▶ _Extract provided_:
Explore the Saints

St. Nunzio Sulprizio

On October 14, 2018, Pope Francis canonized seven new saints of the Church. One of them was the Italian teenager, Nunzio Sulprizio, who lived an uneventful and painful life and died less than a month after his nineteenth birthday. Nunzio’s life is a testament to the simple witness of holiness, and his canonization celebrates this quiet and earnest witness.

Nunzio was born in Eastern Italy on April 13, 1817. His father died when he was only three years old, and his mother died three years later, leaving Nunzio an orphan by age six.

Because his stepfather had great contempt for him, Nunzio went to live with his maternal grandparents, who raised him to be a staunch Catholic and began to attend Mass with him regularly. From his beloved grandparents, Nunzio developed a devotion to the sacraments and nourished his spiritual life. Unfortunately for Nunzio, yet another one of his caregivers died: his grandmother passed away just before Nunzio’s ninth birthday. After his grandmother’s death, Nunzio was passed onto yet another relation—he was sent to live with his uncle, his mother’s brother, who trained him as a blacksmith.

▶ _Excerpted data_:
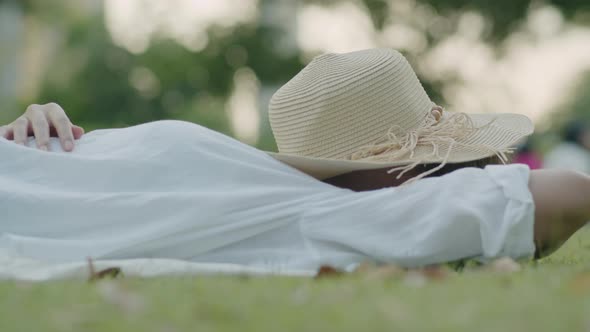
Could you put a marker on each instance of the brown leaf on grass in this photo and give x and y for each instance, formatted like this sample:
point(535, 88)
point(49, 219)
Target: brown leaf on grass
point(328, 271)
point(111, 272)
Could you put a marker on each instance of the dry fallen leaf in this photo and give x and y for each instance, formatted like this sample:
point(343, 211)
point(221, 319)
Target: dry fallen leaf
point(328, 271)
point(111, 272)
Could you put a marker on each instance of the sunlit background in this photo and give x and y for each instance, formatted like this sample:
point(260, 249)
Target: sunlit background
point(116, 63)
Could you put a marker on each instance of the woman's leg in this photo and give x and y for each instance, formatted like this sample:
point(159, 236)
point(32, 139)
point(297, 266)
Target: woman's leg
point(562, 206)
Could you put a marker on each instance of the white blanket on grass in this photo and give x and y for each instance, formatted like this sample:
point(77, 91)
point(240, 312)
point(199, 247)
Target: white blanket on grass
point(173, 197)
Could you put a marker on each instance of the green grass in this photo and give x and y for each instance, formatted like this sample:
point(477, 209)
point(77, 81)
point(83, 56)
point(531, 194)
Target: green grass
point(553, 295)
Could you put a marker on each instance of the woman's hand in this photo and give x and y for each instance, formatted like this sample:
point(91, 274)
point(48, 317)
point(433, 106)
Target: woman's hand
point(42, 122)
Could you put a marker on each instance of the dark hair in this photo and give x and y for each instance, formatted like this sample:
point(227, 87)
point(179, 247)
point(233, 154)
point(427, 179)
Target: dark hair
point(448, 168)
point(379, 178)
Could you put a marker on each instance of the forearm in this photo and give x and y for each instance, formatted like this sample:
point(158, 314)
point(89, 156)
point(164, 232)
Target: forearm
point(562, 205)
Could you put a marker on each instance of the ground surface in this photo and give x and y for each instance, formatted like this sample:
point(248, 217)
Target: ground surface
point(553, 295)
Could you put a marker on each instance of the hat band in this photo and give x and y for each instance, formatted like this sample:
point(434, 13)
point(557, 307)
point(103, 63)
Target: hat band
point(434, 131)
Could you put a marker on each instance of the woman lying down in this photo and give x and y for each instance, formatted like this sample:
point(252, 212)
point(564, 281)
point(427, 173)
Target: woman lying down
point(368, 169)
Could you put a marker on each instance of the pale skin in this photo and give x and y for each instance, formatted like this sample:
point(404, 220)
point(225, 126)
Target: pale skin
point(562, 198)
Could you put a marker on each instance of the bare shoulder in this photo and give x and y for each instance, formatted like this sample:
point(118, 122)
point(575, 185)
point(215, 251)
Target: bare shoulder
point(557, 192)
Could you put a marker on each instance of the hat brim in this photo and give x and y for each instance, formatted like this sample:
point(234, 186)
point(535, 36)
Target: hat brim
point(498, 132)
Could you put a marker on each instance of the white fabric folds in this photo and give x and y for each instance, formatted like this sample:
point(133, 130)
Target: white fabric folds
point(172, 190)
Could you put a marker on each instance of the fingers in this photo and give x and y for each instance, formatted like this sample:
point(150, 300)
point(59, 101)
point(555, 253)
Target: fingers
point(59, 120)
point(40, 126)
point(20, 129)
point(77, 131)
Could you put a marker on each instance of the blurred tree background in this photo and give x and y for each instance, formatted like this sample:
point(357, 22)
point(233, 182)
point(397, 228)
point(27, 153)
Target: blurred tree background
point(70, 52)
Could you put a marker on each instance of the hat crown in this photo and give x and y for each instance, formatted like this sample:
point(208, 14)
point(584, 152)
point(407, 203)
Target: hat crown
point(342, 102)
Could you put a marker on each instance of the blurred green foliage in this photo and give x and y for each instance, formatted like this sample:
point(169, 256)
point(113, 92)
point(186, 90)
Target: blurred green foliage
point(92, 76)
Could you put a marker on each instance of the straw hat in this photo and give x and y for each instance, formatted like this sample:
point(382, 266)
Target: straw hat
point(368, 110)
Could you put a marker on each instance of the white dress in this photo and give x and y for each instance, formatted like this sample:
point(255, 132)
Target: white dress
point(172, 189)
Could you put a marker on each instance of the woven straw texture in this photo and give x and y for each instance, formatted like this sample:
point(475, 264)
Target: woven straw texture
point(371, 104)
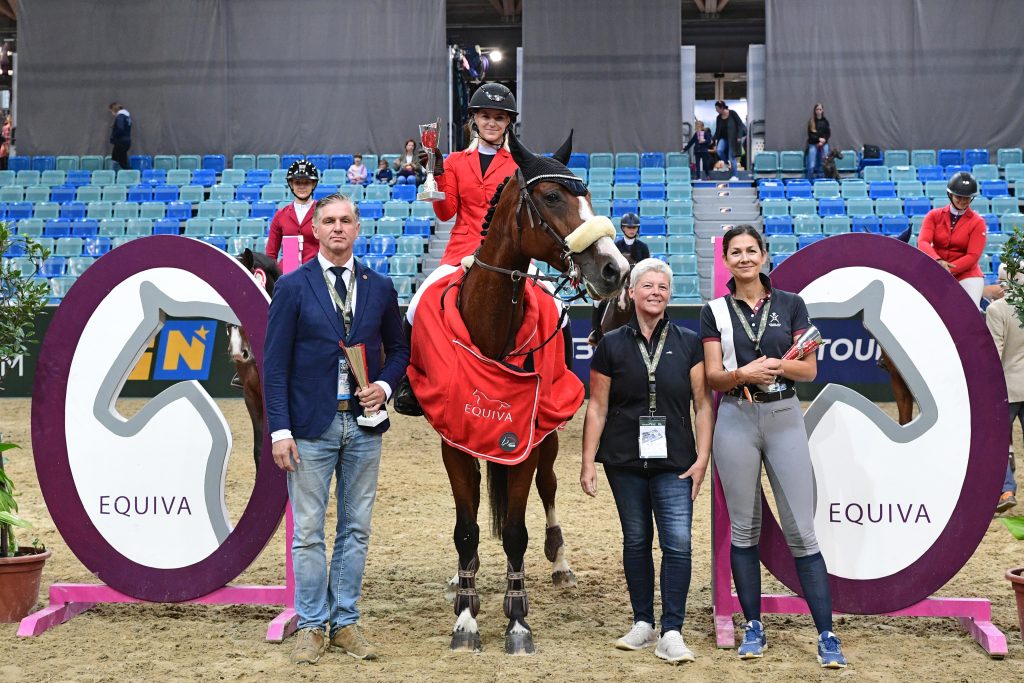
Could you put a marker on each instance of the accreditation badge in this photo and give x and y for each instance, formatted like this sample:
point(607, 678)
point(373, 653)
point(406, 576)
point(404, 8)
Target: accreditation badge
point(344, 390)
point(652, 440)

▶ _Problem_: Proceed with the profile of St. Nunzio Sulprizio, picking up right after its final sentence about his uncle training him as a blacksmith.

▶ _Answer to the problem_:
Whether through cruelty or misguided parental instinct, Nunzio’s uncle believed the sweet-tempered young boy needed to develop discipline and a tougher skin. As punishments for perceived slights or laziness, he often beat Nunzio and deprived him of food. Nunzio functioned as a live-in errand boy for his uncle. On one such errand, when he was thirteen, he developed an infection in his leg. Nunzio was hospitalized for gangrene in his leg and spent his summer in the hospital. Despite his constant pain, he offered up his suffering silently and patiently.

In the hospital, he met his uncle’s brother, Francesco Sulprizio, who introduced him to one of his colleagues in the Italian army, a colonel who took Nunzio under his wing, providing for his medical care and offering Nunzio the parental comfort and guidance he had lacked for so long.

In 1835, Nunzio’s leg was amputated, in an attempt to stall the spread of his infection. Despite the amputation, his health deteriorated slowly but surely. In May of 1836, Nunzio peacefully died in the hospital, after receiving the sacraments for one last time.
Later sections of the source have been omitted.